* **DIRECTIONS FOR THIS TASK**:
Taking the line that contains "If it's not too much trouble, please detect the weathered" as the first, copy exactly every line through the last line of the records, and nothing else.

Records contained in a dataset
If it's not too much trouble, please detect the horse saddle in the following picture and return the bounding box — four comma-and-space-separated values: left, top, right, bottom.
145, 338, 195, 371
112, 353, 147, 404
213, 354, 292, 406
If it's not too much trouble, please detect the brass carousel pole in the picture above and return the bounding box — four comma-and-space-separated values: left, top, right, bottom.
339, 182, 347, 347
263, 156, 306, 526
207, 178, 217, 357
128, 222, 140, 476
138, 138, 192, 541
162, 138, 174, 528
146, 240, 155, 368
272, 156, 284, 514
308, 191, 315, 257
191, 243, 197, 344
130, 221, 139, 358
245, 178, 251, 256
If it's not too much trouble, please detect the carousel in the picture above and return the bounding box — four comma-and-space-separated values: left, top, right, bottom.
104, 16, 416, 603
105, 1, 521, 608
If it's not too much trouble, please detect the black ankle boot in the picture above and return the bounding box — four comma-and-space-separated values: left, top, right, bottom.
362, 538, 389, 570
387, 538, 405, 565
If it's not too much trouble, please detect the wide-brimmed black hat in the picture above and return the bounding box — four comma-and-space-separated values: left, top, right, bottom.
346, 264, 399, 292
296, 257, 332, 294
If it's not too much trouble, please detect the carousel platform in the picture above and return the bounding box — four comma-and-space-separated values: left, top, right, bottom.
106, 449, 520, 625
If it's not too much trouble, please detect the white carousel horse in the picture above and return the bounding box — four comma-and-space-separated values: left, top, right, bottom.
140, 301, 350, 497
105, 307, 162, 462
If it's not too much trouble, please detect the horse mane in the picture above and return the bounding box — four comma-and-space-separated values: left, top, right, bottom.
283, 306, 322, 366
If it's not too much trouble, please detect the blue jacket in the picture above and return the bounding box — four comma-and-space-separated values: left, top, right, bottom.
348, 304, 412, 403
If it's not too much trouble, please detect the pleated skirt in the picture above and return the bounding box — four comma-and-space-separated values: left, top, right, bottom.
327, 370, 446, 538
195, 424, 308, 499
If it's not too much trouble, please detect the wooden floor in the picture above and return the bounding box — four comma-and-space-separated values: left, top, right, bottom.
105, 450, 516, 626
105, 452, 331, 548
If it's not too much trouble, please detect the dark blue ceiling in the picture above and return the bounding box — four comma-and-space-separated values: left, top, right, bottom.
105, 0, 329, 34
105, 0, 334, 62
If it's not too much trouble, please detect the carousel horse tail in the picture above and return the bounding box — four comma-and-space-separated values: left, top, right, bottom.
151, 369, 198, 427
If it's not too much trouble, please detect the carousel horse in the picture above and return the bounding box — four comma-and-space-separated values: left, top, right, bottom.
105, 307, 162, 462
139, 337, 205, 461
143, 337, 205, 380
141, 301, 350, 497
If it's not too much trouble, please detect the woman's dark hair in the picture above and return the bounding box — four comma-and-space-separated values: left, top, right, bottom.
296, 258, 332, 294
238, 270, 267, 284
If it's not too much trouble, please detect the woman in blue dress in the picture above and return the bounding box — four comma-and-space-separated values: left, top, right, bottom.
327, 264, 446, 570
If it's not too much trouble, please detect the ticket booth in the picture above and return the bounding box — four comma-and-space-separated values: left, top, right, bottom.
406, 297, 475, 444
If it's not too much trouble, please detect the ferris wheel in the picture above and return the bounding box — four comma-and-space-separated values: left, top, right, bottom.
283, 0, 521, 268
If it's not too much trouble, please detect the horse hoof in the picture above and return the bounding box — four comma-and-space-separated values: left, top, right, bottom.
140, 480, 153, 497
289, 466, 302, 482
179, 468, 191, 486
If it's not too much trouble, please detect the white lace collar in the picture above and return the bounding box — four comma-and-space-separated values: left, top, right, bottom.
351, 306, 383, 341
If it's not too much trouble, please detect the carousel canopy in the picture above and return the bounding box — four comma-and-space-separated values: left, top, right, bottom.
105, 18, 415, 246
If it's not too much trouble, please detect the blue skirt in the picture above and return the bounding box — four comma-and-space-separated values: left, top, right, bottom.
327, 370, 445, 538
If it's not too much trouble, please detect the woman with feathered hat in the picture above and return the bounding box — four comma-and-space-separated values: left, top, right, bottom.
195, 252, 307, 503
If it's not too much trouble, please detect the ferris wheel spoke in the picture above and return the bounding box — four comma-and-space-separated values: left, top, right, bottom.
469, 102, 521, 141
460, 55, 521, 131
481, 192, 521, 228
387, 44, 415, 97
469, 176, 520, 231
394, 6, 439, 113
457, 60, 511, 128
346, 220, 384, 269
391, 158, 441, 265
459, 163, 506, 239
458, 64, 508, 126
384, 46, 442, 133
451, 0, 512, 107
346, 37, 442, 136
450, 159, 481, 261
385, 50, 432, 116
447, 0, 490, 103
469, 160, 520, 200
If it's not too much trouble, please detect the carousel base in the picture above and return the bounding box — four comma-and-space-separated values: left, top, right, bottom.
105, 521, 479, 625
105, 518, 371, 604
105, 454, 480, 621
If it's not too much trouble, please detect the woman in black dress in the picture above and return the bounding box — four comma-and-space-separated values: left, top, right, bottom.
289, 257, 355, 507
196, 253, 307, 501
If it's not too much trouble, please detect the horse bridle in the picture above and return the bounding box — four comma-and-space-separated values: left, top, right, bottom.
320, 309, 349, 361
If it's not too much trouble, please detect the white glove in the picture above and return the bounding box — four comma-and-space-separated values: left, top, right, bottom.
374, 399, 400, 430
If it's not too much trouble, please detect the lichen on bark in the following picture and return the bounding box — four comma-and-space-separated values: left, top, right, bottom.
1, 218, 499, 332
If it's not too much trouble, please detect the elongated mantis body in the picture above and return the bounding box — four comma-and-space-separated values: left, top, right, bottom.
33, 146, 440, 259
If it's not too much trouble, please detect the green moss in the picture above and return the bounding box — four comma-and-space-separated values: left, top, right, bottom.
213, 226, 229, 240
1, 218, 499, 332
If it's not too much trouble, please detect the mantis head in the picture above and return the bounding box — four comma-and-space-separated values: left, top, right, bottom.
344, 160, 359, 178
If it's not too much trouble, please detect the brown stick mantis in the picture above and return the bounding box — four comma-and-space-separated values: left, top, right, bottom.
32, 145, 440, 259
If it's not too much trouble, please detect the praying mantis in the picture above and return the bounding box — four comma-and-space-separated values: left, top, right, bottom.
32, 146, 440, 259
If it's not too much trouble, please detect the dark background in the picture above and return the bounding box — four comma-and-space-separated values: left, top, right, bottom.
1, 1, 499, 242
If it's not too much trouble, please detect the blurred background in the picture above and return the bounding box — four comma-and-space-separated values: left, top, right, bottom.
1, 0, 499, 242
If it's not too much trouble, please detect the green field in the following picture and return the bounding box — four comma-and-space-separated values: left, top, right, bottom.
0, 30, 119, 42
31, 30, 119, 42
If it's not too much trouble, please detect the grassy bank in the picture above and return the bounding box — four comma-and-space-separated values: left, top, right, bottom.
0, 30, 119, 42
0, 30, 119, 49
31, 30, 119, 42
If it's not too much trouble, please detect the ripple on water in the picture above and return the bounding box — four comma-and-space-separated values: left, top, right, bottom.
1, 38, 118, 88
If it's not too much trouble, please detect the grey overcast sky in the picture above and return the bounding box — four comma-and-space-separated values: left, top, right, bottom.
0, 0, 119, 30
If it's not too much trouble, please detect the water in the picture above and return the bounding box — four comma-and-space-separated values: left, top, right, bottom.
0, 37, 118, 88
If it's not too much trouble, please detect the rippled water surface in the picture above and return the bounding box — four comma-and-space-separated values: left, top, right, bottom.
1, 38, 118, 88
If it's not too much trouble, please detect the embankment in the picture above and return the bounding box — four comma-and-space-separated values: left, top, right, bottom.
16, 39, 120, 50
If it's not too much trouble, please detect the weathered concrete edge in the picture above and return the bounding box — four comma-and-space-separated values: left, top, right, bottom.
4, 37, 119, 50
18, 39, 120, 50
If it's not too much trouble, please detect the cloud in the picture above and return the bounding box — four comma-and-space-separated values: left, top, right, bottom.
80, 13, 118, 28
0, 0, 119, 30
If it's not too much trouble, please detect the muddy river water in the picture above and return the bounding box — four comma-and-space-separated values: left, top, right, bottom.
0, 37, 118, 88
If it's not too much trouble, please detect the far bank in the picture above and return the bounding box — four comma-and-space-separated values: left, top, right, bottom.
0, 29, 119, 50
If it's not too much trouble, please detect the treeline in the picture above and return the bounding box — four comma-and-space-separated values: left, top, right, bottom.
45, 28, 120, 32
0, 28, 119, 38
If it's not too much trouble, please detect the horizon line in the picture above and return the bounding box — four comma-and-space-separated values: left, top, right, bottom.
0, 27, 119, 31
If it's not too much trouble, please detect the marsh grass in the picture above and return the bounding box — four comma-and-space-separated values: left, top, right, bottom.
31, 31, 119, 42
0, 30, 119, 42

* **ANSWER FOR THIS EXERCISE**:
If it's not too much trouble, please detect the weathered concrete edge in the picture above and return the bounding box — four comma-and-space-separated values: left, top, right, bottom.
4, 37, 119, 50
18, 39, 120, 50
If it's not too much trouble, please detect the cloud in the picture above and return the bounding box — four comma-and-space-separated values: left, top, right, bottom.
80, 13, 118, 28
0, 0, 119, 30
If it's not too much trouble, please detect the muddy river water in the picture above and return the bounding box — four comma-and-space-separated values: left, top, right, bottom.
0, 37, 118, 88
If it's not too much trouble, please detect the far bank in the picture above and return the bounding box — four comma-and-space-separated values: left, top, right, bottom.
0, 29, 119, 50
If it's not too much trouble, please detect the treeline in the picture above and return the bounding box — four comma-and-space-separated values: left, top, right, bottom.
45, 28, 120, 32
0, 28, 119, 38
If it's not too much trouble, please detect the horizon line in the picture above and return the bounding box — four comma-and-space-separated values: left, top, right, bottom.
0, 27, 119, 31
If it's not too much trouble, please detect the marsh grass in the picture above and return the bounding box — four comma-and-space-separated values: left, top, right, bottom.
31, 31, 119, 42
0, 30, 119, 42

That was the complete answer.